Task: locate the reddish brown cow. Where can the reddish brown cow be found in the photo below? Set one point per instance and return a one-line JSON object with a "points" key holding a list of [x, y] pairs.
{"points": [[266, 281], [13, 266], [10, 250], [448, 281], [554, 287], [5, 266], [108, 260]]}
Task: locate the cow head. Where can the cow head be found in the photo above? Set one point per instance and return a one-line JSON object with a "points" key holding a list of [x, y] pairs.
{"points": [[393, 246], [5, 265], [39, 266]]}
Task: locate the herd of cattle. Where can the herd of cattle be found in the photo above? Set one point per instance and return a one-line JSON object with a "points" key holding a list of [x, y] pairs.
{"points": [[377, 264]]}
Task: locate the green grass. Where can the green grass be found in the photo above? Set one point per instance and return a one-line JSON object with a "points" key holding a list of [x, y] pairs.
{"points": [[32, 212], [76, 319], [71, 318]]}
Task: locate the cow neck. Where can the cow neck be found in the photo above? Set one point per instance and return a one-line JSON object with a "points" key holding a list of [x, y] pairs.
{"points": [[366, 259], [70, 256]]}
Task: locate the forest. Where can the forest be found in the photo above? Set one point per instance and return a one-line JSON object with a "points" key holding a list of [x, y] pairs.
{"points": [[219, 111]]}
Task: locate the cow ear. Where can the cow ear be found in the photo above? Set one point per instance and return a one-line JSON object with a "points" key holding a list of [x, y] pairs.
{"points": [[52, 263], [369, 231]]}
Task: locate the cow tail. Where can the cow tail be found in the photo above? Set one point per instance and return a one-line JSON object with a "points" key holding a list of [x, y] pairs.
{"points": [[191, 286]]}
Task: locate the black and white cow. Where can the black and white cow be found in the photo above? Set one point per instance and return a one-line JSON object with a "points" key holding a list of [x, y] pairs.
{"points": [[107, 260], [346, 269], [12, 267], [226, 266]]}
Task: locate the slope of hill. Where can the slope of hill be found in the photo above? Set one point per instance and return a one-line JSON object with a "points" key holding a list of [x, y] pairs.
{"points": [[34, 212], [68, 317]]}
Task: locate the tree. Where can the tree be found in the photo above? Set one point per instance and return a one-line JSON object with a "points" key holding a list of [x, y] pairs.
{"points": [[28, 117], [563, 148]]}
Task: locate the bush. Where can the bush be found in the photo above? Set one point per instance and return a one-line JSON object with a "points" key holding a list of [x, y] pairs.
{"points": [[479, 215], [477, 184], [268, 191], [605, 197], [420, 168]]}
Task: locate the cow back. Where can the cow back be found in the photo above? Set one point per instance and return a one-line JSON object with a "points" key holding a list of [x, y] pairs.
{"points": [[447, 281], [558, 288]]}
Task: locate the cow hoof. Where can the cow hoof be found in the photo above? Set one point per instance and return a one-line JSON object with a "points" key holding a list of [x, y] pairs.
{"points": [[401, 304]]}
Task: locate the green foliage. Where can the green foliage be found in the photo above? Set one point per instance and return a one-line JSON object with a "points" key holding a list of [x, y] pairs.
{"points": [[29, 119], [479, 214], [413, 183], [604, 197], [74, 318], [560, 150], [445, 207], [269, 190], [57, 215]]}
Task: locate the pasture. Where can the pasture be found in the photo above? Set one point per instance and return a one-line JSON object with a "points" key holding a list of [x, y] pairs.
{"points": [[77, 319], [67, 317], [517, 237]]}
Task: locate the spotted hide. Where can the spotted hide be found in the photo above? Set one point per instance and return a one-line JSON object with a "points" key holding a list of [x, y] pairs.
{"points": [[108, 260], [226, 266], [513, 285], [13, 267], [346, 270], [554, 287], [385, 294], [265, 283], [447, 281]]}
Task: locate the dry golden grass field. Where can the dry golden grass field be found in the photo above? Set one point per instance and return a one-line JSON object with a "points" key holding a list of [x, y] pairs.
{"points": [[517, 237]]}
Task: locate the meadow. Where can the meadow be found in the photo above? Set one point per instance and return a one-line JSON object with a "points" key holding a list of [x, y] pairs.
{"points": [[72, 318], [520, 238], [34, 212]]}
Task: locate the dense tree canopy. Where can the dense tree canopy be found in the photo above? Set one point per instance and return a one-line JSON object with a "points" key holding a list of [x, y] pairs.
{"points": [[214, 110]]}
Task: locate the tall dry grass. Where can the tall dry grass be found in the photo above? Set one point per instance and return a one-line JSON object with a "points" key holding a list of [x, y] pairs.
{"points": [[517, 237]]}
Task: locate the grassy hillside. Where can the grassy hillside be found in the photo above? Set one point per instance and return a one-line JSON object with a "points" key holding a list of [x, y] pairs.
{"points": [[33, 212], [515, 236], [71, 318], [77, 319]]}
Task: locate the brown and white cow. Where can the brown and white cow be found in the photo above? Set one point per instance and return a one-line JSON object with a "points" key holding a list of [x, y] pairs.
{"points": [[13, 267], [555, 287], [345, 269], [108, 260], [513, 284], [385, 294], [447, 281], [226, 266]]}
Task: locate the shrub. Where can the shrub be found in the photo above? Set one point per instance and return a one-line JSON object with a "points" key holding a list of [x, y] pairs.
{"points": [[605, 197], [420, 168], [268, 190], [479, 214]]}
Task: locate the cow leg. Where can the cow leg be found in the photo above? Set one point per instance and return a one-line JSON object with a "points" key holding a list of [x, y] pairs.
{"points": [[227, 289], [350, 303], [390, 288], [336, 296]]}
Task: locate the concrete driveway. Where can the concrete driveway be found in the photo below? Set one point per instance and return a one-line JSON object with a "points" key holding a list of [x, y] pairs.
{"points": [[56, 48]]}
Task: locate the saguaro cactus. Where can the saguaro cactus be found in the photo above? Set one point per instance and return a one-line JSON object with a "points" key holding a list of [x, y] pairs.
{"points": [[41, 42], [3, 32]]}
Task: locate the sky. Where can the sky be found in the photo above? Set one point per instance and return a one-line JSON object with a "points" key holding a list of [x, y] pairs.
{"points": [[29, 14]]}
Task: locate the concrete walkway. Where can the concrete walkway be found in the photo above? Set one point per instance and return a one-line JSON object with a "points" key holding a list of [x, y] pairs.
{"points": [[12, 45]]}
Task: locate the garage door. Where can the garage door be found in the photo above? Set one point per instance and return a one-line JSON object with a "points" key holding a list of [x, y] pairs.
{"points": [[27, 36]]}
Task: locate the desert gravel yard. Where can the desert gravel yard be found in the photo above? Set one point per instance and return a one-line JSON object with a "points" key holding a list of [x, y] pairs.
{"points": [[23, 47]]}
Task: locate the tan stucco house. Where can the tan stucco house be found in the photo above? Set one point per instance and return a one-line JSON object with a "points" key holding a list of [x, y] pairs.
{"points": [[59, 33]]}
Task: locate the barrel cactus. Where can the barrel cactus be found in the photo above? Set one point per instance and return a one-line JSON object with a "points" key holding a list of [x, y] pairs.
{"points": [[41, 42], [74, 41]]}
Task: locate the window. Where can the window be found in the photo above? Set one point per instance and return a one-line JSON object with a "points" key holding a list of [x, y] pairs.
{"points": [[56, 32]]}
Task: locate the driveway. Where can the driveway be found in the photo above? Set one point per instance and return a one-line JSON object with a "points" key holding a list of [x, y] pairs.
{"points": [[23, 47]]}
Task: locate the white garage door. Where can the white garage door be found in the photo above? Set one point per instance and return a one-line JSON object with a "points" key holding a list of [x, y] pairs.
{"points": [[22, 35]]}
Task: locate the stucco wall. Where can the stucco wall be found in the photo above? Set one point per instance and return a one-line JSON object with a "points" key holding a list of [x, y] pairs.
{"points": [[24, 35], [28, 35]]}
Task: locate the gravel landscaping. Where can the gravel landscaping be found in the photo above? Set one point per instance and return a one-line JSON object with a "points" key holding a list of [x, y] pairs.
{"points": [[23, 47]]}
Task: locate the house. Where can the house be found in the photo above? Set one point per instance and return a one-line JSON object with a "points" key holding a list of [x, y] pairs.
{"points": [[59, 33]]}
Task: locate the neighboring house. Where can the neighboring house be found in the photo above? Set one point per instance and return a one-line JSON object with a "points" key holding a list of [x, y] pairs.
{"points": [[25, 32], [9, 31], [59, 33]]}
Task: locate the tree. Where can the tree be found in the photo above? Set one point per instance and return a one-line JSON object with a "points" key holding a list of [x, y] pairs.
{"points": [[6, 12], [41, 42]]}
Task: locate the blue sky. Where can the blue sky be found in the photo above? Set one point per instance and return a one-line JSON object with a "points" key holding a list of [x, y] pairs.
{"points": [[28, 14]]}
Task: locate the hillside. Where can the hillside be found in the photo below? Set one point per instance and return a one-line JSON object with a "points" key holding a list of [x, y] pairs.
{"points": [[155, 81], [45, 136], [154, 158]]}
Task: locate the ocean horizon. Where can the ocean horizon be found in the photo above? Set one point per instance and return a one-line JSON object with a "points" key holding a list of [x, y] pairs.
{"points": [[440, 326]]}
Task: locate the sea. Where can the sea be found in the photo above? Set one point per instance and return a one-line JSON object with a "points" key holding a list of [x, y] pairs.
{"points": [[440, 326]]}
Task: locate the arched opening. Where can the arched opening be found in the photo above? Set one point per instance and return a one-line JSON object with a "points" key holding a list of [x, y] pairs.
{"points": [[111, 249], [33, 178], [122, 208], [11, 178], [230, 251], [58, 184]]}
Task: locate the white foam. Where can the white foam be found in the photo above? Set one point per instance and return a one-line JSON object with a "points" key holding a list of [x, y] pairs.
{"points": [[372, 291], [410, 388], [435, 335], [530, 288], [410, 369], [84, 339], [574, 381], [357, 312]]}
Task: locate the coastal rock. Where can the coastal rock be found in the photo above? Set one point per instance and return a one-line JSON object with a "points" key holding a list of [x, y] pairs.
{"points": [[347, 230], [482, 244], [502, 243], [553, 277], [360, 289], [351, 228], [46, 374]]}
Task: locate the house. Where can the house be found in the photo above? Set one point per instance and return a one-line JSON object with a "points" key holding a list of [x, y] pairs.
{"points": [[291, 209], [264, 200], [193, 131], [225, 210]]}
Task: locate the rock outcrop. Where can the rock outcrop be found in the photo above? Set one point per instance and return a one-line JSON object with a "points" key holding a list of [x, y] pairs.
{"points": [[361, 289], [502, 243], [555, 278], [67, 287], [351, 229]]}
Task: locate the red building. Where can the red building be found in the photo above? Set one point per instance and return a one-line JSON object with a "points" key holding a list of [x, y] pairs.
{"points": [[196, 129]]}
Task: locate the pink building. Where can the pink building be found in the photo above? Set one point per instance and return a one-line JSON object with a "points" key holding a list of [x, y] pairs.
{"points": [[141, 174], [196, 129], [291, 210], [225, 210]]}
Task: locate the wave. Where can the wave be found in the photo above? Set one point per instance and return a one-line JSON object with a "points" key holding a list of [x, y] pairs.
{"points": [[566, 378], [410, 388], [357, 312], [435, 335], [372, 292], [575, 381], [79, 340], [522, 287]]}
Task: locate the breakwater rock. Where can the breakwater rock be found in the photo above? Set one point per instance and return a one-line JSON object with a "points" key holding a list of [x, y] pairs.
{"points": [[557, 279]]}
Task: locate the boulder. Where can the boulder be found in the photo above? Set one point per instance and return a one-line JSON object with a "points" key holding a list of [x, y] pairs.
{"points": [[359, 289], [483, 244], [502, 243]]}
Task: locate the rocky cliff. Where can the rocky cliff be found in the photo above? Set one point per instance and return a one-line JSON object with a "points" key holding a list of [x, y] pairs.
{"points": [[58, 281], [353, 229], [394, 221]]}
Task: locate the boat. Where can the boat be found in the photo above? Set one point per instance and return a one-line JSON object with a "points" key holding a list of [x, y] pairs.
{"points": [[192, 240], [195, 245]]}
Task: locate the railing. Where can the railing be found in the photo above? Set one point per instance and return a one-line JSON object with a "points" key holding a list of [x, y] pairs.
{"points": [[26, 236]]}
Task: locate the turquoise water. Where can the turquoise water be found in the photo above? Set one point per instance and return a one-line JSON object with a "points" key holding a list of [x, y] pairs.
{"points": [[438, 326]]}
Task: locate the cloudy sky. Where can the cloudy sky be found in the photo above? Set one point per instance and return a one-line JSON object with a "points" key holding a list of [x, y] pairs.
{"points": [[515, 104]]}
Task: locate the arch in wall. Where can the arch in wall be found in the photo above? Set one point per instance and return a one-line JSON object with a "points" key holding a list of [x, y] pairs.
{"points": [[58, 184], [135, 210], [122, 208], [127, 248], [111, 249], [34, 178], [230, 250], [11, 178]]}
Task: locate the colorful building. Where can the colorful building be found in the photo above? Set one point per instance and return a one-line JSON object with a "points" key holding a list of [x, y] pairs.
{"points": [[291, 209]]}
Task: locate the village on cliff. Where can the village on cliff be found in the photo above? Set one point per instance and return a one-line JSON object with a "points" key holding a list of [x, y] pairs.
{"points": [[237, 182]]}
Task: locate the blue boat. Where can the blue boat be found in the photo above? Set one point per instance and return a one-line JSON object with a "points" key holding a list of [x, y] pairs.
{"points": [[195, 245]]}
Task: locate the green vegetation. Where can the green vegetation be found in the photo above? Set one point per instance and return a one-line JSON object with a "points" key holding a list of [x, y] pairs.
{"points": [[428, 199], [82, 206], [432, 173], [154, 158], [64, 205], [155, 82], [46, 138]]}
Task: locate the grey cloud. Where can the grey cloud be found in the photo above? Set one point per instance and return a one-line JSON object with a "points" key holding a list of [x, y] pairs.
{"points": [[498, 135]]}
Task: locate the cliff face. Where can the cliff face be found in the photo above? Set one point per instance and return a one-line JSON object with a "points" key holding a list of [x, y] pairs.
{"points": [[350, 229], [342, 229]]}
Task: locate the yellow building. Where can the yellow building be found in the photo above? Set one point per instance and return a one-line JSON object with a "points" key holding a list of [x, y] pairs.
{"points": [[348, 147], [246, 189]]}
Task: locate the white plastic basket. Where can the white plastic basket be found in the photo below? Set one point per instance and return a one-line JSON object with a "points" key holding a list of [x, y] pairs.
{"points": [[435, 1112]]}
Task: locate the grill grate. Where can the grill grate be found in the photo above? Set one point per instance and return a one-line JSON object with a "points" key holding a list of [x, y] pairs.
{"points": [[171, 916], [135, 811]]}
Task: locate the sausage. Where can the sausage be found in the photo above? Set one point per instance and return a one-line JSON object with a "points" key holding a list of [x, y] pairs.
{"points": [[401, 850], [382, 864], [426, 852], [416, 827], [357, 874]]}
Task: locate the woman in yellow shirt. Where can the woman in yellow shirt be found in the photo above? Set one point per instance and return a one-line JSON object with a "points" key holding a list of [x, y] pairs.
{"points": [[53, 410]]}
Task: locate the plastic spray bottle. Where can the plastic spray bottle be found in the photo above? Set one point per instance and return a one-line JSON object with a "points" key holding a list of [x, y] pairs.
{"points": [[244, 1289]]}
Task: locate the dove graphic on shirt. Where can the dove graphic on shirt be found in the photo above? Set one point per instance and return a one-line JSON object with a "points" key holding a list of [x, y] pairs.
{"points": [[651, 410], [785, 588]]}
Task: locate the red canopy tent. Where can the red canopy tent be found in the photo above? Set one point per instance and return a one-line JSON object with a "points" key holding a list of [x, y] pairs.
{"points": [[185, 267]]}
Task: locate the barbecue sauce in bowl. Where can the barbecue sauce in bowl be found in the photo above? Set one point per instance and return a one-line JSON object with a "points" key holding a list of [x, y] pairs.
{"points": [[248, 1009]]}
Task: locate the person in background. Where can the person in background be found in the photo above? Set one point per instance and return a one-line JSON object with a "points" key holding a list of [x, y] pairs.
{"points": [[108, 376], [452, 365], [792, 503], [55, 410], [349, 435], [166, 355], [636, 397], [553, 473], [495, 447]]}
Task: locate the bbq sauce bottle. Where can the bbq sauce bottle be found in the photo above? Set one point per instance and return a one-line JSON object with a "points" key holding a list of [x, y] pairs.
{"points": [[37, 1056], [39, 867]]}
_ _ _ _ _ _ _
> Problem description: Find the line containing "Task: locate the woman" in the material above. Print it and every line after it through the end, exactly and only those.

> Correct result:
Task: locate the woman in yellow shirt. Where can the woman in yellow shirt be found in the photo above? Set one point per instance and return a one-line JSON object with a "points" key holding a list of [x, y] pairs.
{"points": [[53, 410]]}
Task: locate the plastic spray bottle. Where can the plastic spray bottle be found in the photo above? Set one point per instance and return a one-line JSON object with a "points" key holding a list of [x, y] pairs.
{"points": [[244, 1289]]}
Task: locate the dove graphic on shirt. Where can the dove graphic on shirt be found in the photo above? Set one point per instance and return a one-line JSON object with a "points" key holding a list of [x, y] pairs.
{"points": [[651, 410], [785, 588]]}
Task: locate the red canopy tent. Where can the red canopy tent be found in the photo above? Set one point per instance and return a one-line JSON object with a "points" key holding a list of [x, y] pairs.
{"points": [[185, 267]]}
Task: locate the barbecue sauce in bowl. Where can the barbecue sauce in bowl be found in the photo above? Set one point per instance and return a one-line JSON object with a "points" key holding a list of [x, y] pairs.
{"points": [[248, 1009]]}
Task: locate the person in background. Where can the person in background be found in the photo above? Set one point per instance and return a one-line JSON object with a "points" key holding a list of [x, y] pairs.
{"points": [[108, 376], [452, 365], [792, 503], [55, 410], [349, 435], [166, 355], [636, 397], [553, 473], [495, 447]]}
Task: locate the bbq sauce bottle. Where can the bbq sauce bottle be found in the photo above? Set one point per instance and return a one-line JSON object with a "points" key holding a list of [x, y] pairs.
{"points": [[37, 1056], [39, 867]]}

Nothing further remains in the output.